Among the records below, find the line that has "like (76, 132)."; from there, give the lines again exactly, and stop after the line that has "like (253, 13).".
++++
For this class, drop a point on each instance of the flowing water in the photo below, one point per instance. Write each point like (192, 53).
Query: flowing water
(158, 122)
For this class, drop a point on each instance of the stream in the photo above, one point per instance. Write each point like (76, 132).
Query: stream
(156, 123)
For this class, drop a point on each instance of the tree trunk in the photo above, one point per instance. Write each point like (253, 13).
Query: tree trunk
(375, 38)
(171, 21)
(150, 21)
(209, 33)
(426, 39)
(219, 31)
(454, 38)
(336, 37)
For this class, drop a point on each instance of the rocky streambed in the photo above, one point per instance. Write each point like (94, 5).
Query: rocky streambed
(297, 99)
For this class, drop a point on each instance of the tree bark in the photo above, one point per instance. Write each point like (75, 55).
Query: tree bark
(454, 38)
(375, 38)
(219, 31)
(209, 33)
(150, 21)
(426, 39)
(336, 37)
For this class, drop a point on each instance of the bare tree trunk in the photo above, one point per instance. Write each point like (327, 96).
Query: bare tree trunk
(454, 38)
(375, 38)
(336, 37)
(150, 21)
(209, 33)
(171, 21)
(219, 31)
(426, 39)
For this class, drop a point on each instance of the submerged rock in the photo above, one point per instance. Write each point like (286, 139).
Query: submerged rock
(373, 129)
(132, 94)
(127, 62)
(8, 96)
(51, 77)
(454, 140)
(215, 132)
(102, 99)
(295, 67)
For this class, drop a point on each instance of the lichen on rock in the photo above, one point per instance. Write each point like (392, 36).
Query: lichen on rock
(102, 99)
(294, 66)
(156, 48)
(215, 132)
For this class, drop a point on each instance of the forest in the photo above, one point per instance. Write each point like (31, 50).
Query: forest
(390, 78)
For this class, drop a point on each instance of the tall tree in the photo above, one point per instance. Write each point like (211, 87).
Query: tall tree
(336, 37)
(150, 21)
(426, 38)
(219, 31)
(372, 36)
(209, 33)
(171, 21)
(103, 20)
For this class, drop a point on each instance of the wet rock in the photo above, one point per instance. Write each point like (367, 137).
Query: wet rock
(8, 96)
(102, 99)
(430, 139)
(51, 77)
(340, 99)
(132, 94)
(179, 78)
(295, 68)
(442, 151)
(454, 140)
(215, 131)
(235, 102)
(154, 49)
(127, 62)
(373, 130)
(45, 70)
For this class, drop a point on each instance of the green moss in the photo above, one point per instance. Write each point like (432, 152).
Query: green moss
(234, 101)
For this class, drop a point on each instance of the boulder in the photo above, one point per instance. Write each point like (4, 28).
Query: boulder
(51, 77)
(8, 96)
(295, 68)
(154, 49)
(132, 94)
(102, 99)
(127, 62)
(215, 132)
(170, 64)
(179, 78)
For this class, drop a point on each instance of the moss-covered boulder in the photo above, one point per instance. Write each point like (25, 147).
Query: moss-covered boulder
++++
:: SOLVED PROBLEM ::
For this class, drop a point on each instance of the stream in the photo above, one point per instance. Write each point like (76, 132).
Query: stream
(156, 123)
For this class, drop a point on each instance of the tree trunk in the photo above, one point per instance. Write each point like (253, 13).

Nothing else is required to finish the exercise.